§ Extract to read
┌──
Insightlyinsightly

Why Countries Suddenly Want Nuclear Power Again

5 min read
Current Affairs
June 2, 2026
Why Countries Suddenly Want Nuclear Power Again

AI Summary

France's decades-old nuclear grid — which let it export 90 TWh of clean electricity in 2024 — is now its most powerful AI-era asset, attracting over €110 billion in data centre investment. As AI electricity demand surges globally and renewables prove too intermittent for always-on compute, nuclear power is staging a strategic comeback. Nearly 40 countries have pledged to triple nuclear capacity by 2050, and the race for reliable baseload power is quietly reshaping the geopolitics of AI.

At February's AI Action Summit in Paris, French President Emmanuel Macron had a pointed message for anyone wondering how Europe intends to compete in the global AI race. "Last year we exported 90TWh," he told delegates, "which means we can localize a lot of data centres on top of the electricity we need for our companies and households." Then, riffing on a certain American president's fossil-fuel slogan: "I have a good friend across the ocean saying 'drill baby, drill.' Here, there's no need to drill, it's just plug baby, plug." France, he noted, has 17 operational nuclear plants with 57 reactors, all run by state utility EDF.

It was a quip. It was also a geopolitical statement.

When a Power Grid Becomes a Strategic Asset

The argument Macron is making is deceptively simple. Nuclear power's continuous, dispatchable, weather-independent generation profile is particularly well-suited to AI data centres, which require constant, high-density power around the clock. Renewables — solar and wind — are cheap but intermittent. AI data centres need power that is firm, dispatchable, always-on and carbon-free; wind and solar, by their intermittent nature, cannot fulfil these requirements without expensive storage.

This is the crux of the nuclear revival. Electricity demand from data centres soared 17% in 2025, and that of AI-focused data centres climbed even faster — well outpacing growth in global electricity demand of 3%. Meanwhile, global electricity generation to supply data centres is projected to grow from 460 TWh in 2024 to over 1,000 TWh in 2030. That is a colossal gap to fill, and countries are scrambling.

In the US, the math is turning uncomfortable. Grid interconnection queues have swelled to over 2,600 gigawatts of pending requests — more than twice the total installed capacity of the entire national grid — and wholesale electricity costs near data centre clusters have surged as much as 267% over the past five years. The result? In parts of Ohio, commercial AI load growth pushed coal generation up 23% in 2025 because it was the only dispatchable fuel available fast enough. Clean ambitions, dirty reality.

France's Head Start — and the Money Following It

France does not have this problem, at least not yet. It is not being asked to choose between powering its citizens and powering AI infrastructure. The 90 TWh it exported in 2024 represents available generation capacity that is currently leaving the country rather than supporting domestic industrial development.
└──
§ Dataset
┌──
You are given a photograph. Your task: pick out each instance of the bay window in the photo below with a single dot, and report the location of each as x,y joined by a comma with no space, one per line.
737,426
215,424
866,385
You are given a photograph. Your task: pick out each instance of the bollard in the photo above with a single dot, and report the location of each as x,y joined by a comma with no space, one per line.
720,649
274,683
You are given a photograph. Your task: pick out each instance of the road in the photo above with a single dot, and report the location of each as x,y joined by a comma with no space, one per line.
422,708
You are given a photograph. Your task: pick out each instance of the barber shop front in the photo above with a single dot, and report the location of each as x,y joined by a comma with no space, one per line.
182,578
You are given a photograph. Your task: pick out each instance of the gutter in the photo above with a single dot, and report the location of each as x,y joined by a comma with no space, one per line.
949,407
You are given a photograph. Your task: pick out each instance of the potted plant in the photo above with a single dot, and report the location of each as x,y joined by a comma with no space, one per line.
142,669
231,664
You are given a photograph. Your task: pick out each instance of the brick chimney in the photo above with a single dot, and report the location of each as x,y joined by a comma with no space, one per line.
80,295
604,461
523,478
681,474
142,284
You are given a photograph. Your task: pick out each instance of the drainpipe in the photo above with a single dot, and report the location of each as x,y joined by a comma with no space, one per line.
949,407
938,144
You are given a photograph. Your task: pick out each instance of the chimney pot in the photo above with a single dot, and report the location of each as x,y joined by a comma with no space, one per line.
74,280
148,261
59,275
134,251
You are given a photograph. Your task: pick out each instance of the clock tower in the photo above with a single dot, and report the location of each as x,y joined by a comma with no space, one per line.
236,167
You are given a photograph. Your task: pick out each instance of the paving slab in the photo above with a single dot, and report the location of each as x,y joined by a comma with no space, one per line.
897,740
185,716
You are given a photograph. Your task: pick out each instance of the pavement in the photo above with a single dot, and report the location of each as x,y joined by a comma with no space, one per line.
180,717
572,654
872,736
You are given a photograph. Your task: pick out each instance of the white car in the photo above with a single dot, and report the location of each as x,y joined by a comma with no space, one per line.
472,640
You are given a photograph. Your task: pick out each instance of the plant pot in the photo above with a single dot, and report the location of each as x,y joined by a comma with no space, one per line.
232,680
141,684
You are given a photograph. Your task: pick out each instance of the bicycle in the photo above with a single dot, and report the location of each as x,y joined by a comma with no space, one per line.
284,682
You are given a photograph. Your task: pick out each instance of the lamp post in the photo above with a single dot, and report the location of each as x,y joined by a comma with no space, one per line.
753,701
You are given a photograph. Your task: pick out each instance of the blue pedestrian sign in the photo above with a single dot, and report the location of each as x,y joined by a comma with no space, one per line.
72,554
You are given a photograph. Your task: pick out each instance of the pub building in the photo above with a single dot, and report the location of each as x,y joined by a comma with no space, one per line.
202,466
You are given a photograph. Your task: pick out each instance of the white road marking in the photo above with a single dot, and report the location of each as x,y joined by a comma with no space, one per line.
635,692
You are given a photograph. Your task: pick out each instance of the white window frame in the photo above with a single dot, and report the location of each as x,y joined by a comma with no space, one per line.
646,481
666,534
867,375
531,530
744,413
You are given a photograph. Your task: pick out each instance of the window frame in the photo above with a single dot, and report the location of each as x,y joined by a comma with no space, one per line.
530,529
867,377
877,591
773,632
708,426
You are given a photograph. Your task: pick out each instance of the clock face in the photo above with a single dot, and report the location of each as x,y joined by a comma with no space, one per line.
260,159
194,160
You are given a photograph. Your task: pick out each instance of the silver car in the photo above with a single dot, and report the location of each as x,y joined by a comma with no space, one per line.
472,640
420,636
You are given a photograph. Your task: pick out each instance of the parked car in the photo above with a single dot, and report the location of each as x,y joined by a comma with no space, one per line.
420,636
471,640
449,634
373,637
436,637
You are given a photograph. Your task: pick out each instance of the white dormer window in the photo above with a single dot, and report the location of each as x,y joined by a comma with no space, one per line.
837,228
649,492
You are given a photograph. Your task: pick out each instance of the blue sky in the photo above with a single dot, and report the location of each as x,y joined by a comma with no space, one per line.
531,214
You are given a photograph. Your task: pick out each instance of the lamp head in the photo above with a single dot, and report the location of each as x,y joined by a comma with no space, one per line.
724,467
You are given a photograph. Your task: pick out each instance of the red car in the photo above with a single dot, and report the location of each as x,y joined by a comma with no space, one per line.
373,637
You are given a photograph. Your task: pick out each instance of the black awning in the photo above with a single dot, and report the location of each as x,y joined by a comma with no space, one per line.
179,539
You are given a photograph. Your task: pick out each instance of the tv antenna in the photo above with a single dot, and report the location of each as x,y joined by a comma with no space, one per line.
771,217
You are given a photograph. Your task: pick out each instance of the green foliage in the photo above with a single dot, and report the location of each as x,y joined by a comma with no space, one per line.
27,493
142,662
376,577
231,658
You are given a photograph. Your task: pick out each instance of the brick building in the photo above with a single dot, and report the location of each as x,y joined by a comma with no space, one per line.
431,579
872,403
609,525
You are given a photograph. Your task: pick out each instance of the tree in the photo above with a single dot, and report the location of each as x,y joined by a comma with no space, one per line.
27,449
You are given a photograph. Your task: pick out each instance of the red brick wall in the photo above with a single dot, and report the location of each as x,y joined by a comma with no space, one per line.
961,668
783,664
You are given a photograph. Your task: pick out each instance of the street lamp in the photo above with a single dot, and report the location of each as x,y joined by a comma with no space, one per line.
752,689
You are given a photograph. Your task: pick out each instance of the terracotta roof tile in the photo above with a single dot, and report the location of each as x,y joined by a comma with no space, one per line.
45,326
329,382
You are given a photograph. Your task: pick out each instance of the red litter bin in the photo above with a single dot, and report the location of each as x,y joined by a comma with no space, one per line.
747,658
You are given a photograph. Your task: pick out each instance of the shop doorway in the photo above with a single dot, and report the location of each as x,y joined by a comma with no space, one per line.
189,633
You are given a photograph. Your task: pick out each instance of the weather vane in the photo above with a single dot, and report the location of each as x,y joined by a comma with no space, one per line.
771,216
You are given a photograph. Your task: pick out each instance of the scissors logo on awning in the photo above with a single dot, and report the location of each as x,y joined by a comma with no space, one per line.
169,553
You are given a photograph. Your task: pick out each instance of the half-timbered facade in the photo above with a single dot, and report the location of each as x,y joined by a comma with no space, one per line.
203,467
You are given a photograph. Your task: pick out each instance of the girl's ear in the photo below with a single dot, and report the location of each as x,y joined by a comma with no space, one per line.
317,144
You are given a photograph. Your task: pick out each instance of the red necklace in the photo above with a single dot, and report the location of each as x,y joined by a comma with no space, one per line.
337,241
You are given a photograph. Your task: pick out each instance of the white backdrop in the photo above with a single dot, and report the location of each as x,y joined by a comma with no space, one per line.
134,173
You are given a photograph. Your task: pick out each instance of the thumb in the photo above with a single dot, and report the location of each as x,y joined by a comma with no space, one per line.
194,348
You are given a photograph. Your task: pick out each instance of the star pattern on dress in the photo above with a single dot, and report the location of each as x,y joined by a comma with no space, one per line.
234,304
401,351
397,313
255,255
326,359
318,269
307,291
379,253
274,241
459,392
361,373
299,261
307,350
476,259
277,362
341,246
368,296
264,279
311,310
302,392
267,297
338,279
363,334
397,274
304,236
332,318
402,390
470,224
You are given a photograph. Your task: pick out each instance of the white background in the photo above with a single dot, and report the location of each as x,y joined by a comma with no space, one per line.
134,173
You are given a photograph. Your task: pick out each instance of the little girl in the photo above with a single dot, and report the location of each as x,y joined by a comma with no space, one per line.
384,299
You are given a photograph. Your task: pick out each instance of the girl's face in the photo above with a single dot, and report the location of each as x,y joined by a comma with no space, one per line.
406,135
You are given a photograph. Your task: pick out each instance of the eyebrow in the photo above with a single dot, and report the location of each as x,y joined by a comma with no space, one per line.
└──
§ Problems to work on
[1] Reproduce word for word the part of the article on nuclear power that runs from "At February's AI" up to and including "a geopolitical statement.".
[2] According to the article on nuclear power, why does nuclear generation suit AI data centres better than solar and wind?
[3] Render this sentence from the article on nuclear power in French: "France does not have this problem, at least not yet."
You won't need the rows for any of this.

§ Replies
[1]
At February's AI Action Summit in Paris, French President Emmanuel Macron had a pointed message for anyone wondering how Europe intends to compete in the global AI race. "Last year we exported 90TWh," he told delegates, "which means we can localize a lot of data centres on top of the electricity we need for our companies and households." Then, riffing on a certain American president's fossil-fuel slogan: "I have a good friend across the ocean saying 'drill baby, drill.' Here, there's no need to drill, it's just plug baby, plug." France, he noted, has 17 operational nuclear plants with 57 reactors, all run by state utility EDF.

It was a quip. It was also a geopolitical statement.

[2] AI data centres need constant, high-density power around the clock, and nuclear generation is continuous, dispatchable and weather-independent. Solar and wind are cheap but intermittent, so they can't meet that need without expensive storage.

[3] La France n'a pas ce problème, du moins pas encore.